>> Begin Provided text

McDougal trial exposes Starr-media conspiracy

By Shannon Jones and Martin McLaughlin
26 March 1999

Testimony in the trial of Susan McDougal in Little Rock, Arkansas this week
has dealt a blow to Independent Counsel Kenneth Starr and produced major
revelations about the role of Starr's office, the media and right-wing
elements in Arkansas in engineering the impeachment campaign against Bill
Clinton.

Taking the witness stand for three days in her own defense against charges
of criminal contempt and obstruction of justice, Susan McDougal proved to
be an articulate opponent of the politically motivated Starr investigation
who could not be shaken in two days of hostile cross-examination.

McDougal is on trial for refusing to answer questions before a federal
grand jury convened by Starr in Little Rock to investigate Whitewater and
related financial and real estate deals of Bill and Hillary Clinton and
their political associates. She has already served 18 months on a civil
contempt charge for refusing to testify. Starr is seeking the additional
criminal charge, which carries a jail term of up to 10 years, in a
vindictive effort to punish McDougal and to intimidate other targets of his
ongoing inquisition.

The first action which McDougal took on the witness stand was to answer the
exact questions which she had refused to answer before Starr's grand jury,
read to her from the transcript of the grand jury deposition by her
attorney, Mark Geragos. The purpose was to show that her refusal to answer
was not a cover-up for the Clintons, but an act of defiance of the special
prosecutor. She testified, under oath, that she had never discussed a
$300,000 federally backed loan with either Bill or Hillary Clinton, that
they had no knowledge of the financial dealings of her late husband,
savings and loan banker Jim McDougal, and that Clinton had testified
truthfully in her 1996 trial, which ended in her conviction on four felony
charges.

Starr's office has sought to build a case that Clinton put pressure on
David Hale, the former Little Rock judge who headed the lending agency, to
provide the $300,000 loan to Ms. McDougal, with the understanding that a
portion of the money would pay off his debts for the Whitewater real estate
investment in which the McDougals and Clintons were partners. The case
foundered because Hale, the principal witness, was a convicted con man and
admitted perjurer, as was Jim McDougal.

Susan McDougal said that she had refused to answer questions put by Starr
in 1996 because the special prosecutor insisted she lie in order to
implicate Bill and Hillary Clinton in the loan scheme. She said that
Starr's office was determined to bring charges against Clinton and was
casting about for a suitable pretext, beginning with the tangled--and
profitless--web of real estate purchases and loans conducted by Whitewater
Development Co.

Another possible pretext, she testified, was the president's personal life.
Her late husband told her, in the summer of 1996, that Starr's top deputy
in Little Rock, W. Hickman Ewing, "believes he can get Clinton on a sex
charge before the election" if she would lie and say that she had had an
affair with Clinton.

>> End Provided text
>> Begin Supplied information

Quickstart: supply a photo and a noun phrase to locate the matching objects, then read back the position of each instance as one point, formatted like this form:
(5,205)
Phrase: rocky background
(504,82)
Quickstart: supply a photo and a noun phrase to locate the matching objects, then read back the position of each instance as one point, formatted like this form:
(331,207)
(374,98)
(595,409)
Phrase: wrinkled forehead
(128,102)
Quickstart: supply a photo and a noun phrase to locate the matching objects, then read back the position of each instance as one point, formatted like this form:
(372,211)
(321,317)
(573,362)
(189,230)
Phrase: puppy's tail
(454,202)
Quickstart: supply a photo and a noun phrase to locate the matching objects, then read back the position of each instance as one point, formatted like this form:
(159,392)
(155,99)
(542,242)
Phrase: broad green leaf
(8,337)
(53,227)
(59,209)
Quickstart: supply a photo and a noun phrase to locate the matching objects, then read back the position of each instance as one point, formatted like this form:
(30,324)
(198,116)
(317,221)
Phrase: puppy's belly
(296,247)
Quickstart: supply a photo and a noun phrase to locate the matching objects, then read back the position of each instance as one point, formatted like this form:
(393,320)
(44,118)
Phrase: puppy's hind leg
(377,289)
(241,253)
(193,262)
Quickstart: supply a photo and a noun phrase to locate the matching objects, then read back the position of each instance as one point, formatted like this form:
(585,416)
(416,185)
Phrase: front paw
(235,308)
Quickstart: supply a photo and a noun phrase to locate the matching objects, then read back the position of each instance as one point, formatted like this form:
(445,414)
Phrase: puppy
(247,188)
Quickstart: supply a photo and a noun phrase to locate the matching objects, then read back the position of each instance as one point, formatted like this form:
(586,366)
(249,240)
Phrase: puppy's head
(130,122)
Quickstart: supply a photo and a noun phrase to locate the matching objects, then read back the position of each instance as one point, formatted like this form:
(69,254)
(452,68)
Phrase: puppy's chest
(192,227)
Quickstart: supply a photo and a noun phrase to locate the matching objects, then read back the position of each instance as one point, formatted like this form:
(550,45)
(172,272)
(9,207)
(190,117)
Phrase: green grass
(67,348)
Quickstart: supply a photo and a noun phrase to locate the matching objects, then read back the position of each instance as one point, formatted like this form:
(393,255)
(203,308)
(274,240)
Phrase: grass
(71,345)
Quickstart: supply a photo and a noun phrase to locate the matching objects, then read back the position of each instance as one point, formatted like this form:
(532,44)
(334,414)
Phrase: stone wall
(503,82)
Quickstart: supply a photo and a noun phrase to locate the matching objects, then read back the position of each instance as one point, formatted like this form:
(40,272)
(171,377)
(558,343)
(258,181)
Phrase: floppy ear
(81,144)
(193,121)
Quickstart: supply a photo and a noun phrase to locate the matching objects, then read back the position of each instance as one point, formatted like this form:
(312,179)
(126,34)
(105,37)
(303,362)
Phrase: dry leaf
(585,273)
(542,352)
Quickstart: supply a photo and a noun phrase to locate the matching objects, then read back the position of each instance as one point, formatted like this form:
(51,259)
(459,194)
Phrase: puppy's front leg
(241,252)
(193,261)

>> End Supplied information
>> Begin Supplied information

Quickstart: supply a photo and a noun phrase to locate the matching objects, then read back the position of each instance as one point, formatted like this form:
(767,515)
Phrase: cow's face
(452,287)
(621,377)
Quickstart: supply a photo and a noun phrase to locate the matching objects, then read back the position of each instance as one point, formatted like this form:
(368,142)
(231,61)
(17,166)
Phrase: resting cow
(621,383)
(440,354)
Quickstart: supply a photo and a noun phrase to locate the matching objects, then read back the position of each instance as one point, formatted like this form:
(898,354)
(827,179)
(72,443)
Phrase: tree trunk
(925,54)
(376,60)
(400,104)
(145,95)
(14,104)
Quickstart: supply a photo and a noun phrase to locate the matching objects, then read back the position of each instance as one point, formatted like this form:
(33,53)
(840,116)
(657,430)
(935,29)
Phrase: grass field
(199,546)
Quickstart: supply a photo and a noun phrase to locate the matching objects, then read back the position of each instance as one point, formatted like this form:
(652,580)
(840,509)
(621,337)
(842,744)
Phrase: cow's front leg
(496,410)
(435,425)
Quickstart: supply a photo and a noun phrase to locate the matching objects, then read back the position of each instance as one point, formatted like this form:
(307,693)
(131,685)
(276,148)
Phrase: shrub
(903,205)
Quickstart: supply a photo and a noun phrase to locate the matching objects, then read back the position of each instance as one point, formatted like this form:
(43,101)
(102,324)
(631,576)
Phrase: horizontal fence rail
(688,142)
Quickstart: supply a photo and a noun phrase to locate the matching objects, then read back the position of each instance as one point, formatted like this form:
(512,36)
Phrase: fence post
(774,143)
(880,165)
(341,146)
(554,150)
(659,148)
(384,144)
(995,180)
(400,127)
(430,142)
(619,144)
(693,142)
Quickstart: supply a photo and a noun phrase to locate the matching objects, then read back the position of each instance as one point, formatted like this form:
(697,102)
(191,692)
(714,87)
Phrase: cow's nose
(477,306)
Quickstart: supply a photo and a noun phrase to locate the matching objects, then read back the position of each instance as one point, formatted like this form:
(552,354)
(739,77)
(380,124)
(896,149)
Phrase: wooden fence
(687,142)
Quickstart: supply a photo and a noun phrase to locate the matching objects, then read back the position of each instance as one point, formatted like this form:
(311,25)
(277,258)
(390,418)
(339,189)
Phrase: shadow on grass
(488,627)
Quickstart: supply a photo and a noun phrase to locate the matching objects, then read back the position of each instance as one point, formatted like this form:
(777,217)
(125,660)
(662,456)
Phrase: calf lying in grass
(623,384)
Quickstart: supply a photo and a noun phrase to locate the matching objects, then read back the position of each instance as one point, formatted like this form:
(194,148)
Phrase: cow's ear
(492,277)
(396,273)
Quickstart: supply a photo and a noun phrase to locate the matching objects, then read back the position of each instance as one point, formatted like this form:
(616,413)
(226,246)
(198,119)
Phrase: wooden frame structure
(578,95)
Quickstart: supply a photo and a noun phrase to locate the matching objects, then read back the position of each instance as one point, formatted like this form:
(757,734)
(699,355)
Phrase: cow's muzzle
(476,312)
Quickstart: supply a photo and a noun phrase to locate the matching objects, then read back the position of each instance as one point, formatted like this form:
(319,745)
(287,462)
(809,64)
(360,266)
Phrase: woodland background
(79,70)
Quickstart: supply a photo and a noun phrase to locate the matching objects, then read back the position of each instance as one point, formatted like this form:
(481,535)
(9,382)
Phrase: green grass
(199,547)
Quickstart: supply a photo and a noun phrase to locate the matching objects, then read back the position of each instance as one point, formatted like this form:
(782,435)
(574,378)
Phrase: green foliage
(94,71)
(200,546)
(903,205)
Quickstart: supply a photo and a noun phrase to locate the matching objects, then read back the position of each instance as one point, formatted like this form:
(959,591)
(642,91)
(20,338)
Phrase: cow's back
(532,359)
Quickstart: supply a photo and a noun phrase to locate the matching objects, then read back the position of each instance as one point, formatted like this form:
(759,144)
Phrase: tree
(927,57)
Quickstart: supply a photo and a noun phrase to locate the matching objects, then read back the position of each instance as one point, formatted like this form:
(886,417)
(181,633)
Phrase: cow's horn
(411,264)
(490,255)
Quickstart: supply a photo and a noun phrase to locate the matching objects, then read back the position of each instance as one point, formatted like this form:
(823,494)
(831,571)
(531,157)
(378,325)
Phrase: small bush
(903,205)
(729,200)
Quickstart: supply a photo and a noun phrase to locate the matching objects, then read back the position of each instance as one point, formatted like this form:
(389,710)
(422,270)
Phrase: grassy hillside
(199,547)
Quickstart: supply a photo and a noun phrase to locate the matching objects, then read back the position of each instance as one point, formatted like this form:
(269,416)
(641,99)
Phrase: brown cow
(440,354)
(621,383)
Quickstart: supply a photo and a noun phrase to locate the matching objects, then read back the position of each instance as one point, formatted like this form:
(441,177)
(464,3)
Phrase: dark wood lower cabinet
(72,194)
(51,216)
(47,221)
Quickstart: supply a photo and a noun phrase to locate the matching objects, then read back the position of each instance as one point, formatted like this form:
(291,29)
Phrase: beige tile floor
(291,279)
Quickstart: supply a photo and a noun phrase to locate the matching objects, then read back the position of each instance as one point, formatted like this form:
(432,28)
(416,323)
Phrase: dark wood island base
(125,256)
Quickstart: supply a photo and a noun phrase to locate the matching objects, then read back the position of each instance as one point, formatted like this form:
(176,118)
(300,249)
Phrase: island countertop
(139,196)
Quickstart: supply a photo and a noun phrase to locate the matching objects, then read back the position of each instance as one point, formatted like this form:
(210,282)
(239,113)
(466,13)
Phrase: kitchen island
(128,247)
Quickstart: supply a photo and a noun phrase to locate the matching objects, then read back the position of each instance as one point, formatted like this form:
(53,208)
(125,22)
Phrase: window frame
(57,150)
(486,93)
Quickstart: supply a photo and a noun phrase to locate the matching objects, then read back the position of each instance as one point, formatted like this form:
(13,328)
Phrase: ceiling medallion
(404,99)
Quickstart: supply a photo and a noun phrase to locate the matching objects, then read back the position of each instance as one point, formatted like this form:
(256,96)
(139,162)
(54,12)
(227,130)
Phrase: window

>> End Supplied information

# What you need to do
A) Repeat the passage from the McDougal trial article word for word, starting at "By Shannon Jones" and ending at "of hostile cross-examination.".
B) Write the next part of the McDougal trial article, picking up right after its last sentence.

# Task answers
A)
By Shannon Jones and Martin McLaughlin
26 March 1999

Testimony in the trial of Susan McDougal in Little Rock, Arkansas this week
has dealt a blow to Independent Counsel Kenneth Starr and produced major
revelations about the role of Starr's office, the media and right-wing
elements in Arkansas in engineering the impeachment campaign against Bill
Clinton.

Taking the witness stand for three days in her own defense against charges
of criminal contempt and obstruction of justice, Susan McDougal proved to
be an articulate opponent of the politically motivated Starr investigation
who could not be shaken in two days of hostile cross-examination.

B)
After her late husband agreed to become a witness for the special
prosecutor, he openly discussed the various lies that he was preparing to
tell, trying out the stories on her to see which seemed the most plausible.
"He said this was something he had to do because he didn't want to die in
jail," Susan McDougal said. Jim McDougal did, however, die in prison last
year, while serving the reduced three-year term for bank fraud which was
his reward for providing anti-Clinton testimony.

Trading lies for immunity


Ms. McDougal said that she considered agreeing to lie in return for
avoiding jail, and discussed possible testimony in a conference call with
deputy independent counsel W. Ray Jahn on August 15, 1996. Eventually she
rejected this alternative and decided to maintain her defiance.

Starr's office sought first to prevent McDougal from making the charge of
prosecutorial misconduct, and then to rebut it in advance. Two former
members of Starr's staff--but not Ray Jahn--testified earlier in the trial
that they had no discussions with McDougal about providing perjured
testimony in return for no jail time.

Other witnesses this week have corroborated McDougal's account of the
methods employed by Starr's office to manufacture a case against Clinton.
Steve Smith, a Clinton aide in the early 1980s who quit the state
government in opposition to Clinton's repeated cave-ins to big business,
described how he was pressured by Starr's office to give false testimony
against former Arkansas Governor Jim Guy Tucker.

In 1995 Smith was allowed to plead guilty to a misdemeanor charge in
relation to the Whitewater investigation in exchange for his testimony. He
told jurors that Starr's prosecutors presented him with a "script" to read
to the grand jury based on their scenario of Whitewater events: "They asked
me to implicate others in a criminal conspiracy. It was one of the most
intimidating things I've ever experienced."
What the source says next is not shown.